- _Given task 1_
Rewrite the baseball odds notebook from "We will save" up to and including "our primary dataframe.", putting "parquet files" wherever "csv files" appears.
- _Given task 2_
Extract each line of the records that contains the string "face".

- _Document extract_
---

Baseball Prediction: 3a - Getting Odds Data

In this notebook, we will get historical odds data from oddsshark.com. We will use the pandas read_html function to grab a table into a dataframe, and show how to programmatically sweep through all the necessary urls to get the data we need.

We will save this data as a collection of csv files. In the next notebook, we will use these csv files to add the odds information to our primary dataframe.

In [None]:
import numpy as np
import pandas as pd
import matplotlib.pyplot as plt
%matplotlib inline

pd.set_option('display.max_columns', 1000)
pd.set_option('display.max_rows', 1000)

---

- _Records supplied_
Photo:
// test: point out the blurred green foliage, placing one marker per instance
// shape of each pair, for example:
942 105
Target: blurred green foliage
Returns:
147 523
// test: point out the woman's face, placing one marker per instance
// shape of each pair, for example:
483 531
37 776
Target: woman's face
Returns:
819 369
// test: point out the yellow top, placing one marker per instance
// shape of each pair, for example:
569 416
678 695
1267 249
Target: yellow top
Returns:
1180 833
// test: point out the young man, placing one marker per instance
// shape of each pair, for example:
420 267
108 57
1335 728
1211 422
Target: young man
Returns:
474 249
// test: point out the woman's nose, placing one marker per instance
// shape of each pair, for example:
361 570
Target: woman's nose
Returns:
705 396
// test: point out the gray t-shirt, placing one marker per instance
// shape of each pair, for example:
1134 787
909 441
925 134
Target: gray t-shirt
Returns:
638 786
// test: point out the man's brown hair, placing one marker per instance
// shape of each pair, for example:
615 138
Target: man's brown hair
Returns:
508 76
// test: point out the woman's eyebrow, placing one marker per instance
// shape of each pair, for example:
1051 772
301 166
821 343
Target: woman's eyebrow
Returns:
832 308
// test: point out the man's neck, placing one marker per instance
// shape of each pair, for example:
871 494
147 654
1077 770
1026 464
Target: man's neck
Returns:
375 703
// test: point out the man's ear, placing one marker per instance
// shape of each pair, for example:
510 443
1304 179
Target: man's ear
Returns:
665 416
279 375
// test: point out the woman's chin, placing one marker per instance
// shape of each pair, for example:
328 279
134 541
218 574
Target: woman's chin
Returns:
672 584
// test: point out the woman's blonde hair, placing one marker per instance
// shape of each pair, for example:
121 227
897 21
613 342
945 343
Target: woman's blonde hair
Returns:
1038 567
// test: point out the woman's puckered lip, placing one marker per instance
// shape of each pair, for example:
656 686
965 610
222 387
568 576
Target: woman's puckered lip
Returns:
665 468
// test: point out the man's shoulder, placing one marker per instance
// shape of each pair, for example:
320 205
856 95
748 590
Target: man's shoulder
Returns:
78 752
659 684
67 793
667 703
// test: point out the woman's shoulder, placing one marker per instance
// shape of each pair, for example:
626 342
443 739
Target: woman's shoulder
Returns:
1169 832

---

- _Final result 1_
We will save this data as a collection of parquet files. In the next notebook, we will use these parquet files to add the odds information to our primary dataframe.

- _Final result 2_
// test: point out the woman's face, placing one marker per instance
Target: woman's face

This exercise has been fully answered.